— Start of Document excerpt —

Saturday Night at the Movies July 10, 2021

Our next Saturday at the Movies, employing the Amazon Prime Watch Party function, will be on July 10 at 8 pm Eastern (US).  The usual cautions apply: you will need a US Amazon Prime account, a lap top or desk top computer to watch the movie,  a web browser other than Safari (with Chrome working best), and you will have to rent (at $3.99) or purchase the movie from Amazon before you can join the party.  Watch Party has a chat feature so that we can talk among ourselves while the movie is in progress, and we join together after the movie is over to discuss it via Zoom.

Saturday night at the Movies, April 24, 2021

On April 24 at 8 pm Eastern (US), film fans will once again gather for Saturday Night at the Movies employing the services of Amazon Prime’s Watch Party function.  Our last Saturday Night at the Movies joined nine of us together for the exemplary Caged starring Academy Award nominee Eleanor Parker and a cast of superb women actors including Hope Emerson as the cruel matron of a women’s prison. After we watched the movie, using the chat function to comment in real time, we convened via Zoom for a richer, “in person” discussion that lasted for almost an hour.

— End of Document excerpt —
— Start of Dataset content —

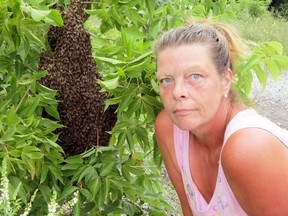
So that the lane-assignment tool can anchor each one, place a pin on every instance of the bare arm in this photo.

— End of Dataset content —

- [Task requirements]
Reproduce word for word the part of the movie night announcements between "Saturday Night at the Movies July" and "it via Zoom.", inclusive. The listing has no connection to the movie night announcements.

- [Reply]
Saturday Night at the Movies July 10, 2021

Our next Saturday at the Movies, employing the Amazon Prime Watch Party function, will be on July 10 at 8 pm Eastern (US).  The usual cautions apply: you will need a US Amazon Prime account, a lap top or desk top computer to watch the movie,  a web browser other than Safari (with Chrome working best), and you will have to rent (at $3.99) or purchase the movie from Amazon before you can join the party.  Watch Party has a chat feature so that we can talk among ourselves while the movie is in progress, and we join together after the movie is over to discuss it via Zoom.